> [Task prompt]:
Which lines of the rows contain the string "grass"? Return every one of them, treating case as significant.

Image object location rows
BEGIN

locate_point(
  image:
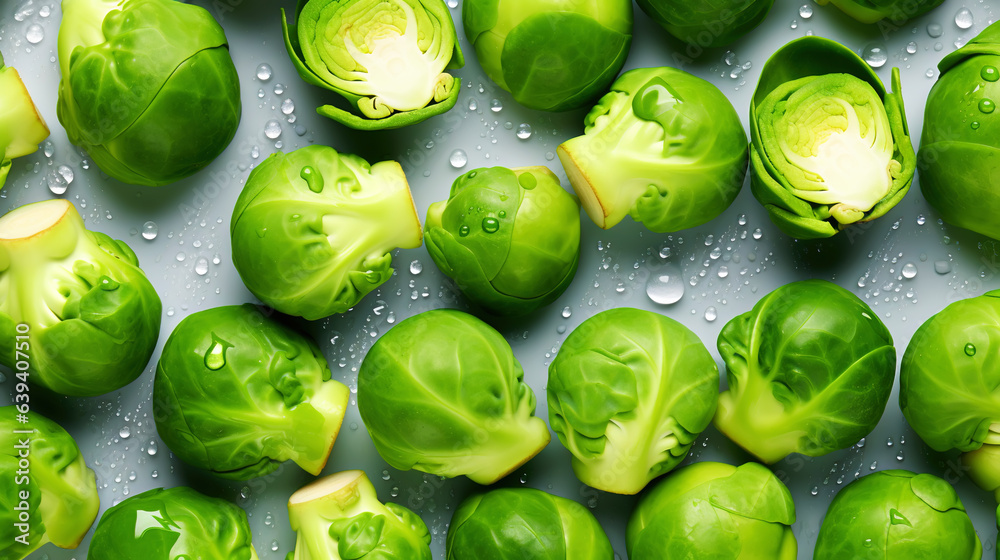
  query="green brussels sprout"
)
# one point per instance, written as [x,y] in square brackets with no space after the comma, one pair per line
[148,87]
[49,496]
[22,128]
[238,393]
[549,54]
[662,146]
[441,392]
[959,148]
[872,11]
[707,23]
[312,230]
[90,315]
[810,370]
[628,393]
[387,59]
[519,523]
[173,524]
[897,515]
[510,238]
[830,146]
[339,517]
[949,384]
[717,511]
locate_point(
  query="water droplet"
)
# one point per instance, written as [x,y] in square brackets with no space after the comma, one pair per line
[665,286]
[491,225]
[875,55]
[272,129]
[264,72]
[458,159]
[963,18]
[35,34]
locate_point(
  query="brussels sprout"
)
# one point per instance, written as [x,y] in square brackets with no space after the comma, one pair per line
[90,315]
[960,146]
[22,128]
[628,393]
[510,238]
[897,515]
[872,11]
[173,524]
[810,370]
[663,146]
[148,87]
[339,517]
[949,384]
[519,523]
[830,147]
[441,392]
[551,55]
[386,58]
[53,499]
[713,510]
[312,230]
[238,393]
[707,23]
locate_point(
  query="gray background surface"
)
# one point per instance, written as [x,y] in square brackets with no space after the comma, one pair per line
[727,264]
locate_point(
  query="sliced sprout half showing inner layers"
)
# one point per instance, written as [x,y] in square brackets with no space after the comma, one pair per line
[387,58]
[830,147]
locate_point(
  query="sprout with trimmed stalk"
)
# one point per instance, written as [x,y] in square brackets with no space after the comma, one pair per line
[313,229]
[664,147]
[510,238]
[91,316]
[628,393]
[56,501]
[339,517]
[441,392]
[238,393]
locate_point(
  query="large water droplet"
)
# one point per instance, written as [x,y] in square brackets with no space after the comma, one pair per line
[665,286]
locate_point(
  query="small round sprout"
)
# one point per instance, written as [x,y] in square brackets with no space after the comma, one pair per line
[510,238]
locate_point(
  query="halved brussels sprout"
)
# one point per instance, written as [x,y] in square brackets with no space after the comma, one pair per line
[22,128]
[810,370]
[386,58]
[524,523]
[550,55]
[712,510]
[238,393]
[897,514]
[172,524]
[872,11]
[510,238]
[49,496]
[707,23]
[628,393]
[92,317]
[148,87]
[339,517]
[442,392]
[949,384]
[664,147]
[960,147]
[313,229]
[830,147]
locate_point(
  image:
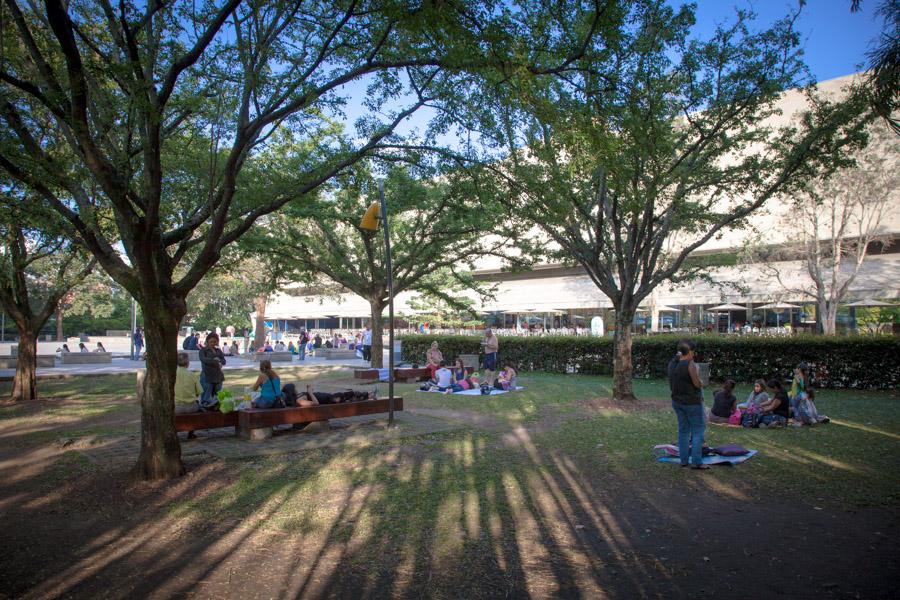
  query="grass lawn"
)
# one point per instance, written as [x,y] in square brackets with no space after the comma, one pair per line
[551,491]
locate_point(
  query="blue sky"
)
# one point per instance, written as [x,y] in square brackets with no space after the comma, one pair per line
[834,40]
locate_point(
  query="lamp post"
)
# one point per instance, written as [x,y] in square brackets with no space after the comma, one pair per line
[370,223]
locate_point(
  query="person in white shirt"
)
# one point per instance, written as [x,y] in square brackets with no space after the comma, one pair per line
[444,378]
[367,344]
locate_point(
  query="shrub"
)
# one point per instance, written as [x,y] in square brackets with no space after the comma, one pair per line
[847,362]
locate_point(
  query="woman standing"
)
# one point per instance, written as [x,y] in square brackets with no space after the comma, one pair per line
[211,360]
[684,381]
[433,358]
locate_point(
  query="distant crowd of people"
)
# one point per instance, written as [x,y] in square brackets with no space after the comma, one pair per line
[769,404]
[195,392]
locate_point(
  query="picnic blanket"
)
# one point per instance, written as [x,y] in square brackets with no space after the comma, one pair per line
[474,392]
[669,453]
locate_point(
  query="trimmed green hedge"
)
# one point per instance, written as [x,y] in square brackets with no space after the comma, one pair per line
[847,362]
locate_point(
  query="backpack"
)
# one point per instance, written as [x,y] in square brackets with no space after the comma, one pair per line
[289,395]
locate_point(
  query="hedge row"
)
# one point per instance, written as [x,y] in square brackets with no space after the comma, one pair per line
[847,362]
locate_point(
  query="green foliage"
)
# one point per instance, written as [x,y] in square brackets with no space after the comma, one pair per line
[852,362]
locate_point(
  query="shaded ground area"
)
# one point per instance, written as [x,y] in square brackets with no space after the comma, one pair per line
[550,492]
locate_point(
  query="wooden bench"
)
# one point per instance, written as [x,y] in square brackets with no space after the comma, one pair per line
[365,373]
[85,358]
[205,420]
[338,354]
[410,374]
[257,423]
[43,360]
[273,356]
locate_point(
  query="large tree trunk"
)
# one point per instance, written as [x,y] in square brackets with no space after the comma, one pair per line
[160,456]
[24,383]
[377,358]
[59,331]
[623,369]
[259,332]
[829,318]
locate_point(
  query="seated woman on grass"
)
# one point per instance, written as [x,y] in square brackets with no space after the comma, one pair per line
[757,396]
[507,378]
[775,410]
[269,385]
[724,403]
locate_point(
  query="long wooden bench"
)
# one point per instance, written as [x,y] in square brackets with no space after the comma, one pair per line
[410,374]
[205,420]
[85,358]
[257,423]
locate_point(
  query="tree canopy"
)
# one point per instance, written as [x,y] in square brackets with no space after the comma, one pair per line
[657,141]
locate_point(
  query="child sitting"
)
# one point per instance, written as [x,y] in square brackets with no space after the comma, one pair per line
[507,378]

END

> [Solution]:
  query="grass lawn"
  query="seated woman on grass"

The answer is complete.